## SELECTED PASSAGE
Statistical Physics

Example 10.2 Page 307

In [2]:
#initiation of variable
from math import sqrt
#The solution is purely theoretical and involves a lot of approximations.
print"The value of shift in frequency was found out to be delf=7.14*fo*10^-7*sqrt(T) for a star composing of hydrogen atoms at a temperature T.";
T=6000.0;                       #temperature for sun
delf=7.14*10**-7*sqrt(T);#change in frequency

#result
print"The value of frequency shift for sun(at 6000 deg. temperature) comprsing of hydrogen atoms is",delf," times the frequency of the light."
The value of shift in frequency was found out to be delf=7.14*fo*10^-7*sqrt(T) for a star composing of hydrogen atoms at a temperature T.
The value of frequency shift for sun(at 6000 deg. temperature) comprsing of hydrogen atoms is 5.53062021838e-05  times the frequency of the light.

Example 10.3 Page 309

In [1]:
#initiation of variable
from math import sqrt,pi, exp, log
kT=0.0252;E=10.2                              # at room temperature, kT=0.0252 standard value and given value of E

#calculation
n2=2;n1=1; g2=2*(n2**2);g1=2*(n1**2);           #values for ground and excited states
t=(g2/g1)*exp(-E/kT);                         #fraction of atoms

#result
print"The number of hydrogen atoms required is %.1e" %(1.0/t)," which weighs %.1e" %((1/t)*(1.67*10**-27)),"Kg"

#partb
t=0.1/0.9;k=8.65*10**-5                          #fracion of atoms in case-2 is given
T=-E/(log(t/(g2/g1))*k);                        #temperature

#result
print"The value of temperature at which 1/10 atoms are in excited state in K is %.1e" %round(T,3);
The number of hydrogen atoms required is 1.5e+175  which weighs 2.5e+148 Kg
The value of temperature at which 1/10 atoms are in excited state in K is 3.3e+04

Example 10.4 Page 311

In [8]:
#initiation of variable
from math import log
#theoritical part a
print'The energy of interaction with magnetic field is given by uB and the degeneracy of the states are +-1/2 which are identical.\nThe ratio is therefore pE2/pE1 which gives e^(-2*u*B/k*T)';
#partb
uB=5.79*10**-4;        #for a typical atom
t=1.1;k=8.65*10**-5;   #ratio and constant k

#calculation
T=2*uB/(log(t)*k);    #temperature

#result
print"The value of temperature ar which the given ratio exists in K is",round(T,3);
The energy of interaction with magnetic field is given by uB and the degeneracy of the states are +-1/2 which are identical.

## RECORDS SUPPLIED
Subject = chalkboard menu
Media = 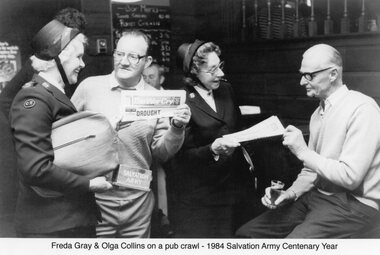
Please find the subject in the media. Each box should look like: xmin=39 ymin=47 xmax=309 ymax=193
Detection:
xmin=112 ymin=3 xmax=170 ymax=72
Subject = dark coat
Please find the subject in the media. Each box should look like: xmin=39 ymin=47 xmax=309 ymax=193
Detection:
xmin=166 ymin=82 xmax=249 ymax=237
xmin=10 ymin=76 xmax=98 ymax=233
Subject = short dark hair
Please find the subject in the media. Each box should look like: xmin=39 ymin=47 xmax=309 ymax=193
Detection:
xmin=190 ymin=42 xmax=221 ymax=75
xmin=184 ymin=42 xmax=222 ymax=86
xmin=54 ymin=7 xmax=87 ymax=33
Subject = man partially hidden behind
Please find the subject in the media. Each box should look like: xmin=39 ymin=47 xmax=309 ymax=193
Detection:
xmin=10 ymin=20 xmax=112 ymax=238
xmin=236 ymin=44 xmax=380 ymax=238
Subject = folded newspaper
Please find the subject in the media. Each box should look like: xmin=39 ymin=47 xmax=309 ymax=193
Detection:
xmin=121 ymin=90 xmax=186 ymax=122
xmin=223 ymin=116 xmax=285 ymax=143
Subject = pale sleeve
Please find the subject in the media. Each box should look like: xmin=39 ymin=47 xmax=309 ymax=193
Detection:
xmin=303 ymin=103 xmax=380 ymax=190
xmin=70 ymin=79 xmax=87 ymax=111
xmin=151 ymin=118 xmax=185 ymax=162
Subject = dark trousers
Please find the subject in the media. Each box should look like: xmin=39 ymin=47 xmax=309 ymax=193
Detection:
xmin=236 ymin=190 xmax=378 ymax=238
xmin=17 ymin=226 xmax=96 ymax=238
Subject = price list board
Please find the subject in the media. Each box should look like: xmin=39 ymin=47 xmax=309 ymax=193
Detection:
xmin=112 ymin=3 xmax=171 ymax=72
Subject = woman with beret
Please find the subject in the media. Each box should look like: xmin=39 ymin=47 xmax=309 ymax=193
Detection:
xmin=167 ymin=40 xmax=249 ymax=238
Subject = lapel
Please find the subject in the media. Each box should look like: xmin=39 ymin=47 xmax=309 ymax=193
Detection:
xmin=212 ymin=84 xmax=226 ymax=119
xmin=33 ymin=75 xmax=77 ymax=112
xmin=187 ymin=87 xmax=224 ymax=121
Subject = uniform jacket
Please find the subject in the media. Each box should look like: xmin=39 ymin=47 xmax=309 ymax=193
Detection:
xmin=167 ymin=82 xmax=248 ymax=205
xmin=10 ymin=75 xmax=98 ymax=233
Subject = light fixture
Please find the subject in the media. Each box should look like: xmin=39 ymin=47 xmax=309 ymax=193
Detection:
xmin=111 ymin=0 xmax=141 ymax=3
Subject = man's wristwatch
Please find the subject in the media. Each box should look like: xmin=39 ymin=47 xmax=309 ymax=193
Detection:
xmin=170 ymin=119 xmax=184 ymax=128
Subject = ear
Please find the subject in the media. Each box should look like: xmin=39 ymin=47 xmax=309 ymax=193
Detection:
xmin=160 ymin=75 xmax=165 ymax=85
xmin=144 ymin=56 xmax=153 ymax=69
xmin=330 ymin=69 xmax=339 ymax=83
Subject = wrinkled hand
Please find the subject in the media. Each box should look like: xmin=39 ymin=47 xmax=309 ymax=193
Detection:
xmin=90 ymin=176 xmax=112 ymax=192
xmin=211 ymin=137 xmax=240 ymax=156
xmin=261 ymin=187 xmax=295 ymax=209
xmin=172 ymin=104 xmax=191 ymax=127
xmin=282 ymin=125 xmax=308 ymax=160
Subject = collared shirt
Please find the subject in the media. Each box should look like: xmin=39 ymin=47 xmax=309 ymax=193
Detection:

## EXERCISE REQUIREMENTS
A. In the statistical physics examples, what page number is given for Example 10.3?
B. Reproduce everything in the records from the very beginning down to the line containing "xmin=54 ymin=7 xmax=87 ymax=33", both ends included, and leave the pictures out.

## ANSWERS TO THE TASKS
A. Page 309.

B.
Subject = chalkboard menu
Media = 
Please find the subject in the media. Each box should look like: xmin=39 ymin=47 xmax=309 ymax=193
Detection:
xmin=112 ymin=3 xmax=170 ymax=72
Subject = dark coat
Please find the subject in the media. Each box should look like: xmin=39 ymin=47 xmax=309 ymax=193
Detection:
xmin=166 ymin=82 xmax=249 ymax=237
xmin=10 ymin=76 xmax=98 ymax=233
Subject = short dark hair
Please find the subject in the media. Each box should look like: xmin=39 ymin=47 xmax=309 ymax=193
Detection:
xmin=190 ymin=42 xmax=221 ymax=75
xmin=184 ymin=42 xmax=222 ymax=86
xmin=54 ymin=7 xmax=87 ymax=33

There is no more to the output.